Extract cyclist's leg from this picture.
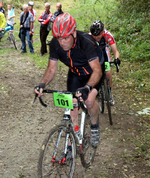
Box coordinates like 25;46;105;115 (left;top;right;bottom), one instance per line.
106;70;112;88
20;28;26;52
67;70;89;125
105;46;112;88
26;30;34;53
85;88;99;125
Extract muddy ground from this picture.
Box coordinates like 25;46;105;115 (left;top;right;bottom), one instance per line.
0;45;150;178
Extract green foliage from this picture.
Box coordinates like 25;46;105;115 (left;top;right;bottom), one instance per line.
109;0;150;62
69;0;117;32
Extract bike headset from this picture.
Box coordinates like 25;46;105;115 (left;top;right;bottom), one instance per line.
52;13;76;46
90;20;104;36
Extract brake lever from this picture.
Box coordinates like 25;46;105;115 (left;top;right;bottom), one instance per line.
39;96;47;107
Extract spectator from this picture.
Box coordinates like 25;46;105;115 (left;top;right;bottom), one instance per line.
0;0;5;15
0;12;6;32
28;1;36;43
52;2;63;22
38;3;53;56
20;4;34;53
7;4;15;30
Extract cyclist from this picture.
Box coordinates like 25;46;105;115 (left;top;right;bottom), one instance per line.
28;1;36;43
0;12;6;32
35;13;102;147
90;20;120;106
38;3;53;56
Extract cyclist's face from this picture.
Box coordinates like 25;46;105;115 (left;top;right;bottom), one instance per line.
58;35;74;51
92;31;104;41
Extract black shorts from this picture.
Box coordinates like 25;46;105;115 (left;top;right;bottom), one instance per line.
67;70;101;92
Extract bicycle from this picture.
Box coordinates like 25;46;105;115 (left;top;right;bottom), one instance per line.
0;24;17;50
35;90;96;178
97;62;119;125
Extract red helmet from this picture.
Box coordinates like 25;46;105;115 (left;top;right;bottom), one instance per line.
52;13;76;38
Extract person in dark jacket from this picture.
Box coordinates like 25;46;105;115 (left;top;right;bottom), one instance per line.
0;1;6;16
52;2;63;22
38;3;53;56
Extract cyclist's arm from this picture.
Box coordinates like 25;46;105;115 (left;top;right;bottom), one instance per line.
35;60;57;97
41;59;58;85
110;43;120;59
88;58;102;87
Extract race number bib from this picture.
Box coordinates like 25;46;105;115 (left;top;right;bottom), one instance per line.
53;92;73;109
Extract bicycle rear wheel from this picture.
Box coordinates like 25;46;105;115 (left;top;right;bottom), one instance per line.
80;115;96;168
97;87;104;114
10;33;17;50
104;78;113;125
38;124;76;178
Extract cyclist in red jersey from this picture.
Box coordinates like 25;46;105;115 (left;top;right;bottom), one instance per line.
90;20;120;105
35;13;102;147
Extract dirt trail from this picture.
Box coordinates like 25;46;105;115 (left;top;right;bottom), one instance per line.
0;51;150;178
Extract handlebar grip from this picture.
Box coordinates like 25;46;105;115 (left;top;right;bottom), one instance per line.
39;96;47;107
116;64;119;72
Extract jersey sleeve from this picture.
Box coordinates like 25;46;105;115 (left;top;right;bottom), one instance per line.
49;38;59;61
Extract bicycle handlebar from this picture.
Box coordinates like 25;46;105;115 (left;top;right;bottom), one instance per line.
109;61;119;72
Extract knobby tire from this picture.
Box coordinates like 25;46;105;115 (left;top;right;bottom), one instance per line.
38;124;76;178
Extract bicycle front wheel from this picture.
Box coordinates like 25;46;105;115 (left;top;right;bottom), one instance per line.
104;78;113;125
38;124;76;178
80;115;96;168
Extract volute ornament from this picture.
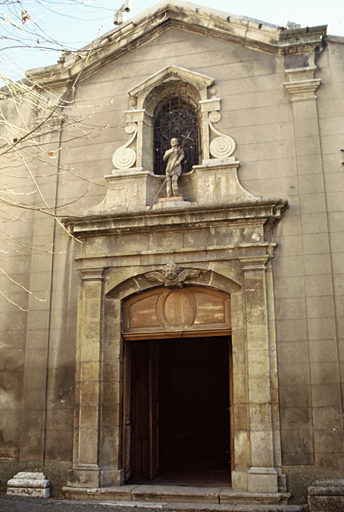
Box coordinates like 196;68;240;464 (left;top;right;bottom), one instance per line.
112;123;137;169
208;111;235;159
145;263;202;288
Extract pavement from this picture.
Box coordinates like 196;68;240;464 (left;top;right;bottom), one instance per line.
0;494;305;512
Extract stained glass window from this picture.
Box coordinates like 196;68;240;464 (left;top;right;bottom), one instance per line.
154;98;199;174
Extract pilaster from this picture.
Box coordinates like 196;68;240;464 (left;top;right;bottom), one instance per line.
241;256;278;492
68;268;104;487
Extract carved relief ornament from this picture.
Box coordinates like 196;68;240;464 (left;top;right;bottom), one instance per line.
113;66;235;174
145;263;202;288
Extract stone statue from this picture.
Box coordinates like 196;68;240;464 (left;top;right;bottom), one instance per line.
163;139;185;197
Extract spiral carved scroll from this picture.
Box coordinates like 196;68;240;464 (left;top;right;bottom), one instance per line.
209;112;235;159
112;123;137;169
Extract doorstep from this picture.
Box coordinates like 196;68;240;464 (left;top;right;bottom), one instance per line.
63;485;292;511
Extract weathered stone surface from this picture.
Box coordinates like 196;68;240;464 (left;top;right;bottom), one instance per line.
308;480;344;512
7;472;50;498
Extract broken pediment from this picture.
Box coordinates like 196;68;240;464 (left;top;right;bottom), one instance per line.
26;1;327;87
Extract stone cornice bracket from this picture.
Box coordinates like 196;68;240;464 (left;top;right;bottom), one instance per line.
79;267;105;282
284;66;321;103
240;251;277;272
199;97;235;163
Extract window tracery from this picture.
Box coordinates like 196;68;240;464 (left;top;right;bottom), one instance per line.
154;97;200;175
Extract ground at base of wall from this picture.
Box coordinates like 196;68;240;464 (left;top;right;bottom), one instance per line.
0;494;307;512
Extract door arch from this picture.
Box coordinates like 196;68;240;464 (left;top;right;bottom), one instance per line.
122;286;233;479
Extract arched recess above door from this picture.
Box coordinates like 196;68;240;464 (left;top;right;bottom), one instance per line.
123;286;231;340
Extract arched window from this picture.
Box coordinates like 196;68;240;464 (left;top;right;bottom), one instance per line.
154;97;199;174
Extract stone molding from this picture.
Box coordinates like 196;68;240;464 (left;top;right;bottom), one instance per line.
110;65;239;177
80;267;104;281
308;480;344;512
62;198;287;240
26;1;327;87
284;66;321;103
7;472;50;498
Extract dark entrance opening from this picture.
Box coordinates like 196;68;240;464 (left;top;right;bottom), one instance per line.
127;336;230;480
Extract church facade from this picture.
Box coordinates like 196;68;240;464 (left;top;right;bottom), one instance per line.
0;3;344;503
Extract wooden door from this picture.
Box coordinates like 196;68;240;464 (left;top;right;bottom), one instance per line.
122;343;132;482
149;341;159;480
123;341;159;480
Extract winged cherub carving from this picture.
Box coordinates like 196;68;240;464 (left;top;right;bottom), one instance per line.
146;263;202;288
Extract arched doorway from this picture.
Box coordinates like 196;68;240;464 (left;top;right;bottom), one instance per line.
123;286;232;482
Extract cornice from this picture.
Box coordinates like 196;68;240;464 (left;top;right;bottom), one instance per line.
62;198;287;238
26;2;327;87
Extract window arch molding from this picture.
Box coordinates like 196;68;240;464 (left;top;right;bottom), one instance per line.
112;65;235;174
121;66;215;172
153;88;201;175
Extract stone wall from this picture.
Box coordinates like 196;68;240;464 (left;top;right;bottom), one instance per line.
0;8;344;500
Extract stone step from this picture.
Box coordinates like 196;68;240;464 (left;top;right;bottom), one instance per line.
63;485;305;512
79;501;307;512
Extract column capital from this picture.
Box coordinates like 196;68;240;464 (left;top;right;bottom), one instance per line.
240;255;269;272
79;267;105;281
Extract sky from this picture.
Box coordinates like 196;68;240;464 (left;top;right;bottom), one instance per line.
0;0;344;77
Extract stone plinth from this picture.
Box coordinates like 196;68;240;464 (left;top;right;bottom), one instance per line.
152;196;191;210
308;480;344;512
7;473;50;498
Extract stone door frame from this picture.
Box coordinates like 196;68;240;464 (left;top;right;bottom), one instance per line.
68;260;280;492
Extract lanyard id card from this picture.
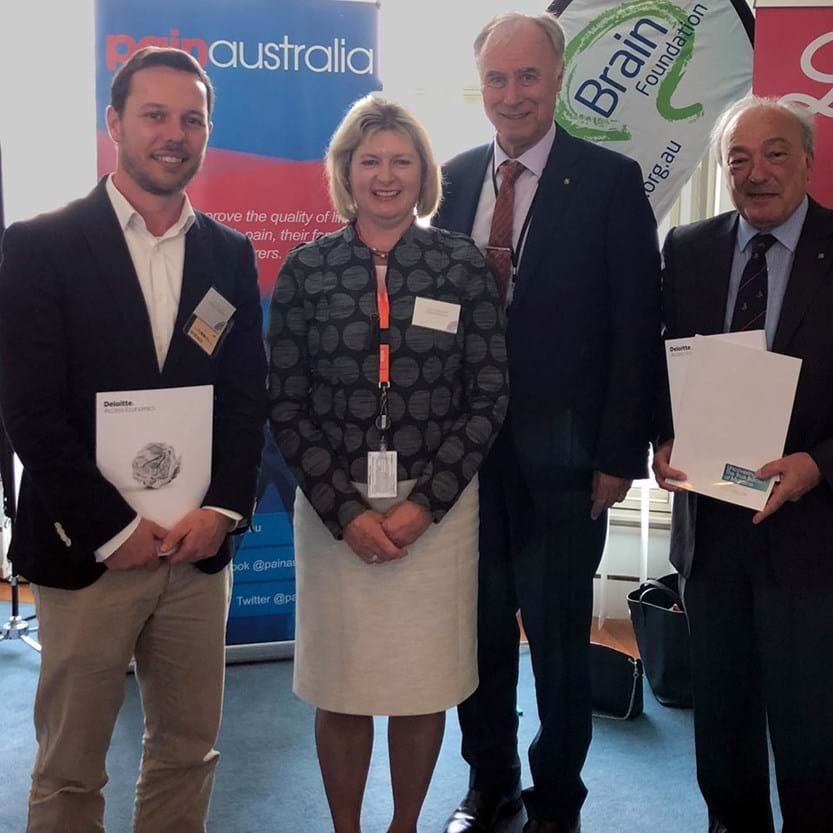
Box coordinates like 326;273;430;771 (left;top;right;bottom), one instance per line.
367;262;397;498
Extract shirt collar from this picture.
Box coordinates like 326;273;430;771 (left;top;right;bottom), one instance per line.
737;194;810;252
494;122;555;179
104;174;197;240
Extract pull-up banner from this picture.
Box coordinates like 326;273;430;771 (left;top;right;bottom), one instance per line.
96;0;381;644
549;0;752;221
754;0;833;206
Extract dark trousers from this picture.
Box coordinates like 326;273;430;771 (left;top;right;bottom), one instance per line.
685;498;833;833
458;426;607;823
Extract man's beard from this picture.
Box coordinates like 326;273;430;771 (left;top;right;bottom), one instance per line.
121;146;202;197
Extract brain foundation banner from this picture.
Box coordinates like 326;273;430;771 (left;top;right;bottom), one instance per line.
755;0;833;206
549;0;752;221
96;0;380;644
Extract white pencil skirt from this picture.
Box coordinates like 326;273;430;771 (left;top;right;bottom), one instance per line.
293;477;478;715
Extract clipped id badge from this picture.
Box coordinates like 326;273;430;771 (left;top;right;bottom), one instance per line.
183;287;235;356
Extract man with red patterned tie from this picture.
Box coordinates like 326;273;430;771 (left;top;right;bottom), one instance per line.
435;13;659;833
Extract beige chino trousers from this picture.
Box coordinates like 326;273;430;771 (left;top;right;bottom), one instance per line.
27;559;231;833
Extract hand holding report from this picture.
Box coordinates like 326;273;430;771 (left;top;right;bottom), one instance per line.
670;336;801;510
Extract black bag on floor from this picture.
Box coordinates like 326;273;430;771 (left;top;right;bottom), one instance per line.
590;642;643;720
628;573;692;708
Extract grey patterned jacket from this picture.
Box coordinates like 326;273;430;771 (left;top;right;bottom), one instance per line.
267;219;509;538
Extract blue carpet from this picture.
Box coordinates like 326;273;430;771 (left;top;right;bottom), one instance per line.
0;616;780;833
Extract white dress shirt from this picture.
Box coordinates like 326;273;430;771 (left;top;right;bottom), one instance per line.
471;122;556;306
95;175;242;561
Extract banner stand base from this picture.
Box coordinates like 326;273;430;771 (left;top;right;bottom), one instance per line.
226;640;295;665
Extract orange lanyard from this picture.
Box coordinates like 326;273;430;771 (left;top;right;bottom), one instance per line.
374;267;390;388
374;266;390;451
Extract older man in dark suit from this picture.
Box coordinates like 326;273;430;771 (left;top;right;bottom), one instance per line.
0;48;266;833
654;97;833;833
436;13;659;833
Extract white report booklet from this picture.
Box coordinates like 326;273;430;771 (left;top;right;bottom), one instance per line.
671;336;801;510
95;385;214;529
665;330;766;426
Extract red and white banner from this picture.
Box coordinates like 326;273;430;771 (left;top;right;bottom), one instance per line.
753;0;833;206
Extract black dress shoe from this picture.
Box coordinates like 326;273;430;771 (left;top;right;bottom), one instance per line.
523;819;581;833
444;790;523;833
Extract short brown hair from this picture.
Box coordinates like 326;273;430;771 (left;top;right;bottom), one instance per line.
326;93;442;220
110;46;214;116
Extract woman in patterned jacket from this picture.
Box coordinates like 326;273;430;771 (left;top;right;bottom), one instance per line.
268;94;508;833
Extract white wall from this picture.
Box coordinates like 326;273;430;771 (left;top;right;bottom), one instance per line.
0;0;96;224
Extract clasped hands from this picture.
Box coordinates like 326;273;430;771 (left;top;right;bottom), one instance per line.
653;440;821;524
104;509;233;570
344;500;431;564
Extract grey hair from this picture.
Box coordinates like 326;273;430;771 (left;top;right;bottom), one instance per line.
474;12;565;66
325;93;442;220
711;95;816;165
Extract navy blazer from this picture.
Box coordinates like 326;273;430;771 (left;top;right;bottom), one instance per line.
658;200;833;589
0;180;266;588
435;125;660;488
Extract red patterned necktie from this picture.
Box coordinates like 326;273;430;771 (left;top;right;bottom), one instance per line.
486;160;526;304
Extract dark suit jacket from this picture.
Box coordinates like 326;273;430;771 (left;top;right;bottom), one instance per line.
434;126;659;488
0;180;266;588
659;200;833;587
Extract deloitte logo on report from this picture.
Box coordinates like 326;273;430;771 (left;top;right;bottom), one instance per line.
556;0;709;142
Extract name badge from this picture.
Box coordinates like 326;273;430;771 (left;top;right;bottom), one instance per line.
367;451;396;497
411;298;460;333
185;287;236;356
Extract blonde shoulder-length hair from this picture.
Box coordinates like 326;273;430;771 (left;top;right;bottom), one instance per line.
325;93;442;220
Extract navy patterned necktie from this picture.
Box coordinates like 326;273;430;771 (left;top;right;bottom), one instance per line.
731;234;775;333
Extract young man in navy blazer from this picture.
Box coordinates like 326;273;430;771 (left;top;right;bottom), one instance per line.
0;47;266;833
435;13;659;833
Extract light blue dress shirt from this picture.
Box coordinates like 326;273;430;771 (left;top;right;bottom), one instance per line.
723;196;809;350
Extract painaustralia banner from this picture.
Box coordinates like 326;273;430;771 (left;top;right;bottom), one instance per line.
96;0;380;644
549;0;752;221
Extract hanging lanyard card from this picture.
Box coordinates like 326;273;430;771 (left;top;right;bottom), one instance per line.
367;451;397;498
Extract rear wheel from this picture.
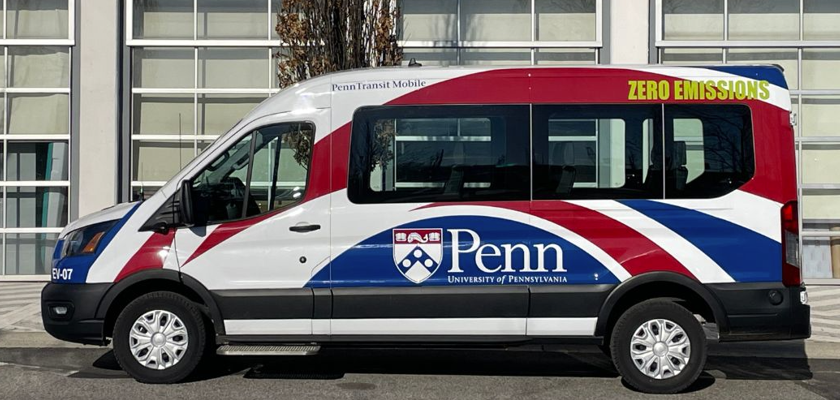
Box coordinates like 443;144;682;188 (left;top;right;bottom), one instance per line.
610;299;706;393
114;292;206;383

******************************

INSTRUCTION >> Can you give the entries as a Markdown table with columns Row and Line, starting with the line containing "Extract beige chino" and going on through the line containing "0;616;780;833", both included, with one line per row and blank lines left out?

OUTPUT FOR THIS TASK >>
| Row | Line |
|---|---|
| 1 | Extract beige chino trousers from this picture. |
| 2 | Box coordinates like 326;273;430;771 (left;top;right;bottom), one instance per line. |
| 3 | 27;559;231;833 |
| 4 | Extract hand holding report from this picture. |
| 5 | Box coordinates like 326;273;430;771 (left;top;right;bottom), one instance per line. |
| 6 | 670;336;801;510 |
| 7 | Extract black bag on floor from this picture. |
| 8 | Box coordinates like 326;273;430;771 (left;top;right;bottom), one instance per line. |
| 9 | 590;642;643;720 |
| 10 | 628;573;692;708 |
| 11 | Extract grey patterned jacket from this picture. |
| 12 | Box coordinates like 326;273;430;771 (left;top;right;bottom), one instance per line. |
| 13 | 267;219;509;538 |
| 14 | Extract blue carpet from this picture. |
| 15 | Box coordinates like 326;273;430;771 (left;top;right;bottom), one instance per line. |
| 16 | 0;616;780;833 |